**Exercise prompt**
Answer these questions from the text on tRNA packaging in HIV-1:
1. By how many base pairs does tRNALys1,2 differ from tRNALys3 in the anticodon stem?
2. How many DNA probes does the microarray contain?
3. In what cells were the viruses and Gag viral-like particles produced?

**Given text**
# # #

Keywords: HIV, microarray, tRNA, viral packaging
INTRODUCTION
During HIV-1 assembly, the tRNALys isoacceptors, tRNALys1,2 and tRNALys3, are selectively incorporated into the virus (Jiang et al. 1993). tRNALys3 anneals to the primer binding site (PBS) in the 5′ regions of the viral RNA genome, and serves as the primer for initiating reverse transcription of minus strand strong stop DNA. tRNALys1,2, which differs from tRNALys3 by 14 or 16 bases, is the isoacceptor of tRNALys3 and differs by 1 base pair (bp) in the anticodon stem (Raba et al. 1979). While tRNALys1,2 does not function as a primer in HIV-1, it may play a role in the import of the pre-integration complex into the nucleus of the infected cell (Zaitseva et al. 2006).
Previous work has indicated that the nucleoprotein complex involved in promoting the selective incorporation of tRNALys includes the viral precursor proteins Gag and GagPol, viral genomic RNA, lysyl-tRNA synthetase (LysRS), and tRNALys. The formation of this complex involves a specific interaction of Gag with both LysRS (Javanbakht et al. 2003) and GagPol. tRNALys is bound to LysRS and interacts with the reverse transcriptase segment within GagPol, thus stabilizing the complex (Khorchid et al. 2000). Thus, viral-like particles (VLPs) composed only of Gag have been reported to package only LysRS, and not tRNALys (Cen et al. 2001).
While resolution of HIV-1 low molecular weight RNA by two-dimensional (2D) PAGE shows the tRNALys isoacceptors to be major components of this population, other low molecular weight species can also be seen. In this work, we have identified some of the other tRNAs present in HIV-1 through hybridization of labeled viral RNA to human tRNA microarrays. The microarray contains 40 DNA probes representing all >270 human nuclear-encoded tRNA genes as closely related families (Dittmar et al. 2006; Pavon-Eternod et al. 2009). We validated our microarray results by 2D polyacrylamide gel electrophoresis (2D PAGE) and RT/PCR. We found that in addition to the tRNALys isoacceptors, tRNAAsn and the rare isoacceptor of tRNAIle are also selectively packaged into HIV-1. Like tRNALys, the selective packaging of non-lysyl tRNAs also depends on the GagPol protein of HIV.
RESULTS AND DISCUSSION
Microarray analysis of viral tRNAs
Viruses were produced from 293T cells transfected with BH10, a plasmid coding for the BH10 strain of HIV-1. Gag viral-like particles (VLPs) were produced from 293T cells transfected with GagFS(−), a plasmid coding for all HIV-1 proteins except GagPol (the frameshift in viral RNA responsible for GagPol production has been eliminated in this plasmid). To determine the identity and abundance of tRNAs packaged into HIV-1 and GagVLPs, we applied a previously described microarray method, as applied in studies of tissue-specific expression of human tRNAs (Dittmar et al. 2006) and tRNA expression in cancer tissues and cell lines (Pavon-Eternod et al. 2009; Zhou et al. 2009).

# # #

**Data extracts**
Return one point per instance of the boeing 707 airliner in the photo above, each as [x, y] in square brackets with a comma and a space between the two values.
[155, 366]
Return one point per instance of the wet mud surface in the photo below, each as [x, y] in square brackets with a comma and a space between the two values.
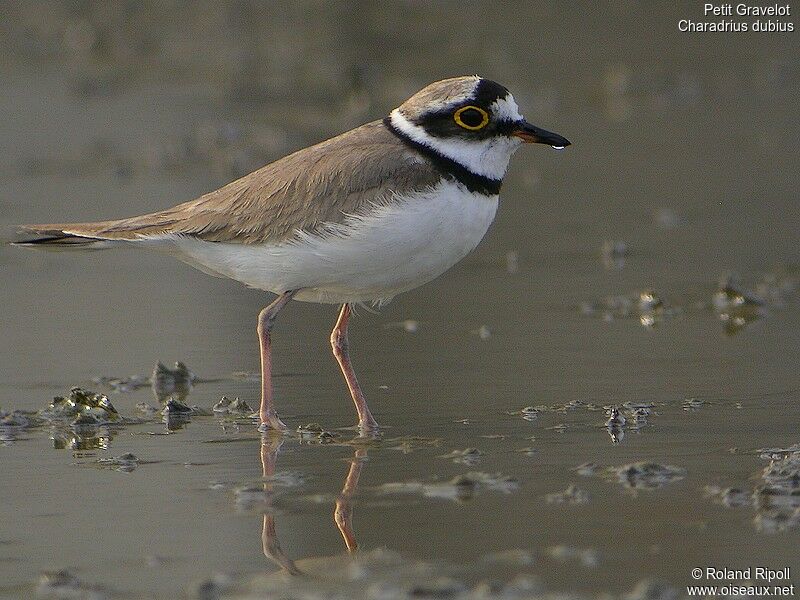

# # #

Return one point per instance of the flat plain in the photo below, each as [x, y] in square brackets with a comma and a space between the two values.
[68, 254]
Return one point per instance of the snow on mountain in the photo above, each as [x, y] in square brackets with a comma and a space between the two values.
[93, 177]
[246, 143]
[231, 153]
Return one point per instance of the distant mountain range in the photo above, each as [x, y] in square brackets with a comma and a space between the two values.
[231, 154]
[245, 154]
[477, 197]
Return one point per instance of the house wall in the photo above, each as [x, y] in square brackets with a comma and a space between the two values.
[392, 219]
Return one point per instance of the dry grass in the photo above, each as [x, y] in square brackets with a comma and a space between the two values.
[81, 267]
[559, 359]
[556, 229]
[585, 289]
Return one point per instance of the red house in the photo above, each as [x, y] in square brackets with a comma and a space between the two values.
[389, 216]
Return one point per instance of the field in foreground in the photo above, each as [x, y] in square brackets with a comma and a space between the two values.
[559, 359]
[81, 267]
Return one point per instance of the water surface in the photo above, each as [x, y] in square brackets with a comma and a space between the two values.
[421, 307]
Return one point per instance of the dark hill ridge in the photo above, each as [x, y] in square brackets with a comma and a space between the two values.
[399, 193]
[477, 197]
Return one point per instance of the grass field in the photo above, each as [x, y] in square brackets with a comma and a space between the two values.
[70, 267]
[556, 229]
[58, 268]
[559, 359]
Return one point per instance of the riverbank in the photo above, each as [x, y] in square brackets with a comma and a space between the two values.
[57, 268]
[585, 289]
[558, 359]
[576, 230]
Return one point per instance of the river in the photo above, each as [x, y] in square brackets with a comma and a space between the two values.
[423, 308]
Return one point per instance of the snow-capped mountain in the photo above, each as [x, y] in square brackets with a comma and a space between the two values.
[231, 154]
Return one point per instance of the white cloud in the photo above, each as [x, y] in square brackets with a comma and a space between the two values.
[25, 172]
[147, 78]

# # #

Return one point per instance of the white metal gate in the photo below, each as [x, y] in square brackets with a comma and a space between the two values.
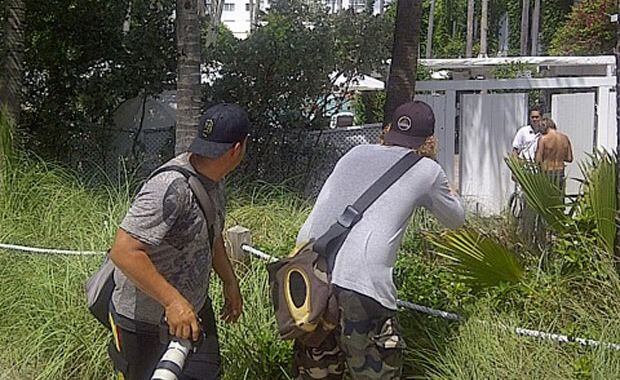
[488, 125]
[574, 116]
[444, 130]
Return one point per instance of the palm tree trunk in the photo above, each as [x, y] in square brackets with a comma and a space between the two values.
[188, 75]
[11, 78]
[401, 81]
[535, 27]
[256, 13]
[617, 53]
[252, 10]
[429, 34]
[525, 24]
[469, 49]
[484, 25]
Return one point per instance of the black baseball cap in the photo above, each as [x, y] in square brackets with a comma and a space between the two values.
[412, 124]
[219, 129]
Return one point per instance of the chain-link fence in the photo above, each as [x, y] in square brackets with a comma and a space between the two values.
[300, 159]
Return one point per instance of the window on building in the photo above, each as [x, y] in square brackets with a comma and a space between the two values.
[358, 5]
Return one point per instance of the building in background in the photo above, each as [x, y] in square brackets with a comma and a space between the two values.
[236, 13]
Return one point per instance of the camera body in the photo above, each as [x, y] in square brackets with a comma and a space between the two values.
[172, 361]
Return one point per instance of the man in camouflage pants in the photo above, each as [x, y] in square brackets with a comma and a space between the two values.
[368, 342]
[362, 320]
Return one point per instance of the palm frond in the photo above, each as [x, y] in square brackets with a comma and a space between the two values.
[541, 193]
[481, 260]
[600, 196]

# # #

**Answer box**
1. 1 base pair
2. 40
3. 293T cells